● **Given instruction**
Please copy word for word the lines of the items below, starting at the line that contains "One keypoint belongs on each instance. Indicate the snow" and ending at the line that contains "(1235, 416)", with both of those lines included.

● **Records for this exercise**

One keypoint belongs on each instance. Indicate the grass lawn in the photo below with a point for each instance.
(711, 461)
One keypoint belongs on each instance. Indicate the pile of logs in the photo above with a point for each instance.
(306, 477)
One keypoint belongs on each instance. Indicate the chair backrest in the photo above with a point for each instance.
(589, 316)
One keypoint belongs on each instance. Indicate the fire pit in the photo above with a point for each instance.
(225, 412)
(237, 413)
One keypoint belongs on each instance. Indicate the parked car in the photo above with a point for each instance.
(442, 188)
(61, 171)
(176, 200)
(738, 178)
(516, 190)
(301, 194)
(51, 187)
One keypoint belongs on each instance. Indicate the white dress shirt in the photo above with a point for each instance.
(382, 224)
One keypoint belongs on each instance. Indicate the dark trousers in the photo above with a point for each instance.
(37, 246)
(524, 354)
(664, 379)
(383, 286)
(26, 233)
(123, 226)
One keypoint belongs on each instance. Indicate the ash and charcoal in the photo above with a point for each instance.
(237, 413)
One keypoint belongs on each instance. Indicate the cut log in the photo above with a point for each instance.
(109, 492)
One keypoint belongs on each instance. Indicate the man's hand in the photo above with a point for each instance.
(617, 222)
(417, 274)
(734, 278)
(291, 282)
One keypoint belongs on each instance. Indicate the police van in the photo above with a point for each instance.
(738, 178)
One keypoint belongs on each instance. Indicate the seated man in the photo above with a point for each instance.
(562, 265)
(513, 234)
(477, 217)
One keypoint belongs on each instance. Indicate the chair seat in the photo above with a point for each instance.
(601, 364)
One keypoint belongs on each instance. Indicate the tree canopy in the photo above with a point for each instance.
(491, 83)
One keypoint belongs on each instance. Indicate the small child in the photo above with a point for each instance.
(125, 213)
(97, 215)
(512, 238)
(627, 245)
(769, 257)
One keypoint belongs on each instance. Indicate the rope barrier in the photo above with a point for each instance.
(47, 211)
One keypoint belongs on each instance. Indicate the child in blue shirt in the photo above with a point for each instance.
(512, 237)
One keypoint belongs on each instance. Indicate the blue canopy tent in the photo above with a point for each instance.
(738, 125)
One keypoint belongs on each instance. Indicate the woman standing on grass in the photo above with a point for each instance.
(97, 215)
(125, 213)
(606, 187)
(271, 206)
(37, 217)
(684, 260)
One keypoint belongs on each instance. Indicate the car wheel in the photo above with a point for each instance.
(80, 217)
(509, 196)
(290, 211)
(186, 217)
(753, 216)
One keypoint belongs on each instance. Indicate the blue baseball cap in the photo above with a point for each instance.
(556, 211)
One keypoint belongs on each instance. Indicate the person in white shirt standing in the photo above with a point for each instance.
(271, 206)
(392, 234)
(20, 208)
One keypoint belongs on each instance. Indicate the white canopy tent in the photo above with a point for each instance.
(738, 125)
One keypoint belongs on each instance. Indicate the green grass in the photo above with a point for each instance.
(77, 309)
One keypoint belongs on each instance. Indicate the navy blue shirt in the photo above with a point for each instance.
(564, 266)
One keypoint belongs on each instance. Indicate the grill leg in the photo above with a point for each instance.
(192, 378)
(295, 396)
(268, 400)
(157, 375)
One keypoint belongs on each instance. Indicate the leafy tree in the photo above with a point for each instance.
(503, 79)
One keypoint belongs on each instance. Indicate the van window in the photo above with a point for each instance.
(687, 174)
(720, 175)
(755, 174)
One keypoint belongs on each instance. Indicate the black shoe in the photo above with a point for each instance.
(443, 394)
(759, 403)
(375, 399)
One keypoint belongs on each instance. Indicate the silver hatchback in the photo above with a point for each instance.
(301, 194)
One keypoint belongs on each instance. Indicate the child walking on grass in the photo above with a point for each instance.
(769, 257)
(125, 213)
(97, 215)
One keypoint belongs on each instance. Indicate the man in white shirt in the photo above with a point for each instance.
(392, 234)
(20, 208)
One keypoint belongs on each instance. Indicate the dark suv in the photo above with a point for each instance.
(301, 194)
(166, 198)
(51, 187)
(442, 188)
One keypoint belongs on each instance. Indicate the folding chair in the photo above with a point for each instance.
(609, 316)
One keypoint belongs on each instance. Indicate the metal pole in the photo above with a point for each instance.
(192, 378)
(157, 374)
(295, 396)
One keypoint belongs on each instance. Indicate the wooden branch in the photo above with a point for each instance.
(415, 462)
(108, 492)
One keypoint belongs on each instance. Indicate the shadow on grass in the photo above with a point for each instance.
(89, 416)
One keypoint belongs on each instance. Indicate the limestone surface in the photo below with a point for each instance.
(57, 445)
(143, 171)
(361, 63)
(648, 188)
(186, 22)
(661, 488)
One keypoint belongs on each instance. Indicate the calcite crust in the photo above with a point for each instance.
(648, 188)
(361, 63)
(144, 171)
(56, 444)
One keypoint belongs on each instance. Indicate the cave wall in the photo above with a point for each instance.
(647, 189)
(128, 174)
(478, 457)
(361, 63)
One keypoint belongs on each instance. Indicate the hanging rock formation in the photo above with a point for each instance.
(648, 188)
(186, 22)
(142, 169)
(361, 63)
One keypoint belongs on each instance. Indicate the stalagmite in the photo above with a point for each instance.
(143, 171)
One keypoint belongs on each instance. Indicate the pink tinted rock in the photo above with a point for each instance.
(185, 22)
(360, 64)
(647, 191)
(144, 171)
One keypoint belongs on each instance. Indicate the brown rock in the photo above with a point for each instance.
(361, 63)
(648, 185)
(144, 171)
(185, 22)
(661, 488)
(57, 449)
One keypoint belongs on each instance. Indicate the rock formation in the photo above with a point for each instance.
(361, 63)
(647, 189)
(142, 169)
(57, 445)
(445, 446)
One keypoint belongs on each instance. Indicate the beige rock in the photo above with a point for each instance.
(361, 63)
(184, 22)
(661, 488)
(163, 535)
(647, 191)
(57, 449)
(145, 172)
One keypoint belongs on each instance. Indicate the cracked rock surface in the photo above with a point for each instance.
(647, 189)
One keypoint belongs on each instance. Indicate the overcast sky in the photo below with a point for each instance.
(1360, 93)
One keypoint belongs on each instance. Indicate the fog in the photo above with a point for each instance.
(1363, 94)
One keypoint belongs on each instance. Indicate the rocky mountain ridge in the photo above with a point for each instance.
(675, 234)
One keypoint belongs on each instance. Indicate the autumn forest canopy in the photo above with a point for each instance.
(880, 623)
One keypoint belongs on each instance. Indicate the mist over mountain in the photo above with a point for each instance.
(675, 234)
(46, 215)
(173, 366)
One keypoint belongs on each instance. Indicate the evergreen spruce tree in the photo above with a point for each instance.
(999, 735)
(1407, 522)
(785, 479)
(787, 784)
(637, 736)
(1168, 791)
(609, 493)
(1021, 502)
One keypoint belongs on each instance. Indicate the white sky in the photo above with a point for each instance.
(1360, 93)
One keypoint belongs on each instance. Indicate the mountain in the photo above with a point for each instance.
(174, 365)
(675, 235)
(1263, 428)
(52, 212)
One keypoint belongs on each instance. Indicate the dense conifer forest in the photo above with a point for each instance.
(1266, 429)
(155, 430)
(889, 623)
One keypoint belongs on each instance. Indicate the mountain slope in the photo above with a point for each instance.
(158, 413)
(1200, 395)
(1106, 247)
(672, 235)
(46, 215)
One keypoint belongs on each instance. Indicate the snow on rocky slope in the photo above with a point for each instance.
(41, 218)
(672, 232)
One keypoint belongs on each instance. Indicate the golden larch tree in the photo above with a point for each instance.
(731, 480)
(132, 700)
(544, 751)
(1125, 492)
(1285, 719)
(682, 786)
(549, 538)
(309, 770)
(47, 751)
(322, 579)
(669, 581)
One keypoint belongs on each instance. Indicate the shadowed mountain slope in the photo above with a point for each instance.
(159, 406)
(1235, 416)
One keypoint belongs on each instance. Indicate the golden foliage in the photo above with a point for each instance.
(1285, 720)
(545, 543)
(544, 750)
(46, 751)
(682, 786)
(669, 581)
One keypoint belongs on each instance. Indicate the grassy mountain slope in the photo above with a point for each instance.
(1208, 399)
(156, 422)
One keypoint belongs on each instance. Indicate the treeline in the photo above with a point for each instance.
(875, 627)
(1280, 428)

● **Reply to the task**
One keypoint belongs on each instance. Indicate the snow on rocky slope in the photo above with a point for each instance.
(41, 218)
(672, 232)
One keypoint belongs on each instance. Indicate the golden larch tree in the photo above with a point for each instance.
(731, 480)
(132, 700)
(544, 751)
(1125, 492)
(1285, 719)
(682, 786)
(549, 538)
(309, 770)
(47, 751)
(322, 579)
(669, 581)
One keypoint belongs on each instance. Indicate the shadowed mountain slope in the photo above with a point for each instance.
(159, 406)
(1235, 416)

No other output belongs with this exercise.